+++ DOCUMENT EXCERPT +++

DCASE2016: Sound event detection in real life audio
- Submission Dates:
- 11/11/2016 to 02/01/2017
- Citation Author(s):
- Annamaria Mesaros, Toni Heittola, and Tuomas Virtanen
- Submitted by:
- Alexander Outman
- Last updated:
- Tue, 01/10/2017 - 15:56
- Data Format:
- Creative Commons Attribution
This task evaluates performance of the sound event detection systems in multisource conditions similar to our everyday life, where the sound sources are rarely heard in isolation. Contrary to task 2, there is no control over the number of overlapping sound events at each time, not in the training nor in the testing audio data.
TUT Sound events 2016 dataset will be used for task 3. Audio in the dataset is a subset of TUT Acoustic scenes 2016dataset (used for task 1). The TUT Sound events 2016 dataset consisting of recordings from two acoustic scenes:
- Home (indoor)
- Residential area (outdoor).
These acoustic scenes were selected to represent common environments of interest in applications for safety and surveillance (outside home) and human activity monitoring or home surveillance.
The dataset was collected in Finland by Tampere University of Technology between 06/2015 - 01/2016. The data collection has received funding from the European Research Council.
Recording and annotation procedure
The recordings were captured each in a different location: different streets, different homes. For each recording location, 3-5 minute long audio recording was captured. The equipment used for recording consists of a binaural Soundman OKM II Klassik/studio A3 electret in-ear microphone and a Roland Edirol R-09 wave recorder using 44.1 kHz sampling rate and 24 bit resolution. For audio material recorded in private places, written consent was obtained from all people involved.
Individual sound events in each recording were annotated by two research assistants using freely chosen labels for sounds. Nouns were used to characterize each sound source, and verbs the sound production mechanism, whenever this was possible. Annotators were trained first on few example recordings. They were instructed to annotate all audible sound events, decide the start time and end time of the sounds as they see fit, and choose event labels freely. This resulted in a large set of raw labels. There was no verification of the annotations and no evaluation of annotator inter-annotator agreement due to the high level of subjectivity inherent to the problem.
Target sound event classes were selected based on the frequency of the obtained labels, to ensure that the selected sounds are common for an acoustic scene, and there are sufficient examples for learning acoustic models. Mapping of the raw labels was performed, merging for example "car engine running" to "engine running", and grouping various impact sounds with only verb description such as "banging", "clacking" into "object impact".

+++ DATASET CONTENT +++

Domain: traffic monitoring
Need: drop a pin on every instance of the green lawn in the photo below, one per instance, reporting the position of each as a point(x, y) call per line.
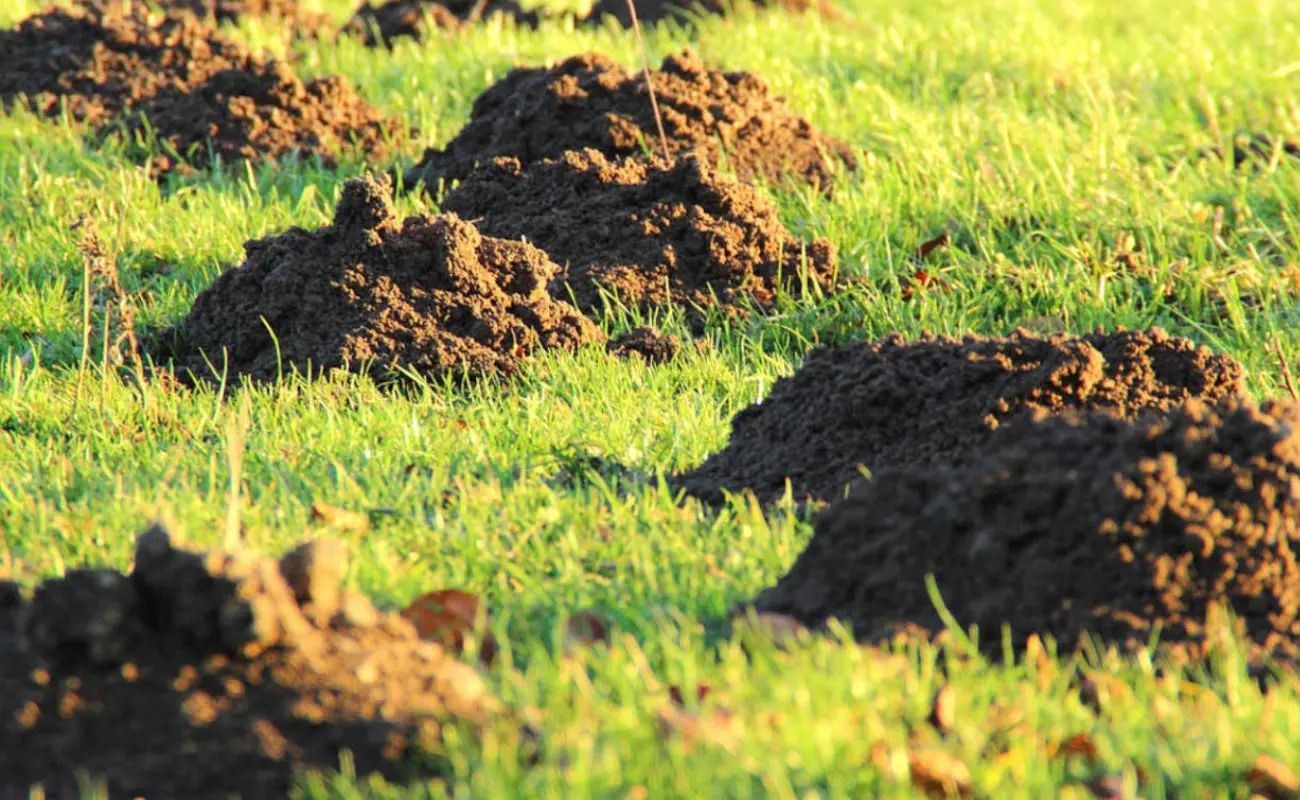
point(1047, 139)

+++
+++ DATASET CONTENT +++

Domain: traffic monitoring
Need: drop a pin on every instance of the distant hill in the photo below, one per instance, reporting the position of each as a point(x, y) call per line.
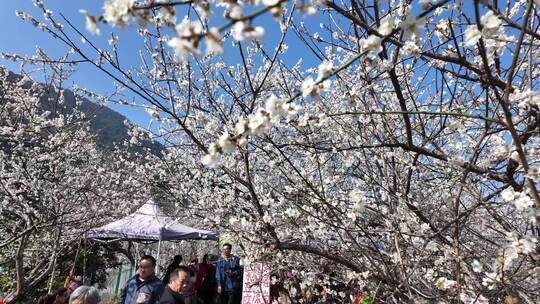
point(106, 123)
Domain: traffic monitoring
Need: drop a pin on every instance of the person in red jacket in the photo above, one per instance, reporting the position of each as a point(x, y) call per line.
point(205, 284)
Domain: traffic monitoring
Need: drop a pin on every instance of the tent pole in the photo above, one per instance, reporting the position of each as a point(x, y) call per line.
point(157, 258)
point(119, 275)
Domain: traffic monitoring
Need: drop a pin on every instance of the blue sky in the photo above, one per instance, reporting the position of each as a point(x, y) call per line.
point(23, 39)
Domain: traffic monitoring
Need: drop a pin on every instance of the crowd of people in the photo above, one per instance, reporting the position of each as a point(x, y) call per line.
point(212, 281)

+++

> **EXERCISE SET**:
1. Quote the DCASE2016 sound event detection page starting at "Individual sound events" and ending at "to the problem.".
2. Answer these questions from the DCASE2016 sound event detection page:
(a) Which two acoustic scenes make up the recordings in the TUT Sound events 2016 dataset?
(b) What sampling rate and bit resolution were used for the recordings?
(c) How many research assistants annotated the sound events?
3. Write a continuation of the DCASE2016 sound event detection page that picks up from its final sentence.

> **ANSWERS TO THE PROBLEMS**:
1.
Individual sound events in each recording were annotated by two research assistants using freely chosen labels for sounds. Nouns were used to characterize each sound source, and verbs the sound production mechanism, whenever this was possible. Annotators were trained first on few example recordings. They were instructed to annotate all audible sound events, decide the start time and end time of the sounds as they see fit, and choose event labels freely. This resulted in a large set of raw labels. There was no verification of the annotations and no evaluation of annotator inter-annotator agreement due to the high level of subjectivity inherent to the problem.

2.
(a) Home (indoor) and residential area (outdoor).
(b) A 44.1 kHz sampling rate and 24 bit resolution.
(c) Two.

3.
Selected sound event classes:
- (object) Rustling
- (object) Snapping
- Glass jingling
- Object impact
- People walking
- Washing dishes
- Water tap running
- (object) Banging
- Bird singing
- Car passing by
- Children shouting
- People speaking
- People walking
- Wind blowing
For residential area, the sound event classes are mostly related to concrete physical sound sources - bird singing, car passing by. Home scenes are dominated by abstract object impact sounds, besides some more well defined sound events (still impact) like dishes, cutlery, etc.
TUT Sound events 2016 dataset consists of two subsets: development dataset and evaluation dataset. Partitioning of data into these subsets was done based on the amount of examples available for each sound event class, while also taking into account recording location. Ideally the subsets should have the same amount of data for each class, or at least the same relative amount, such as a 70-30% split. Because the event instances belonging to different classes are distributed unevenly within the recordings, the partitioning of individual classes can be controlled only to a certain extent.
The split condition was relaxed from 70-30%. For home, 40-80% of instances of each class were selected into the development set. For residential area, 60-80% of instances of each class were selected into the development set.
Participants are not allowed to use external data for system development. Manipulation of provided data is allowed. Acoustic scene label can be used as external information in the detection (acoustic scene-dependent sound event detection system).
In publications using the datasets, cite as:
Annamaria Mesaros, Toni Heittola, and Tuomas Virtanen, Tut database for acoustic scene classification and sound event detection, In 24rd European Signal Processing Conference 2016 (EUSIPCO 2016). Budapest, Hungary, 2016. PDF
Cross-validation with development dataset
A cross-validation setup is provided in order to make results reported with this dataset uniform. The setup consists of four folds, so that each recording is used exactly once as test data. While creating the cross-validation folds, the only condition imposed was that the test subset does not contain classes unavailable in training subset. The folds are provided with the dataset in the directory
Evaluation dataset without ground truth will be released shortly before the submission deadline. Full ground truth meta data for it will be published after the DCASE 2016 challenge.
Detailed information for the challenge submission can found from submission page.
One should submit single text-file (in CSV format) per evaluated acoustic scene (home and residential area), each file containing detected sound event from each audio file. Events can be in any order. Format:
[filename (string)][tab][event onset time in seconds (float)][tab][event offset time in seconds (float)][tab][event label (string)]
Total error rate (ER) is the main metric for this task. Error rate will be evaluated in one-second segments over the entire test set. Ranking of submitted systems will be done using this metric. Additionally, other metrics will be calculated.
Detailed description of metrics can be found here.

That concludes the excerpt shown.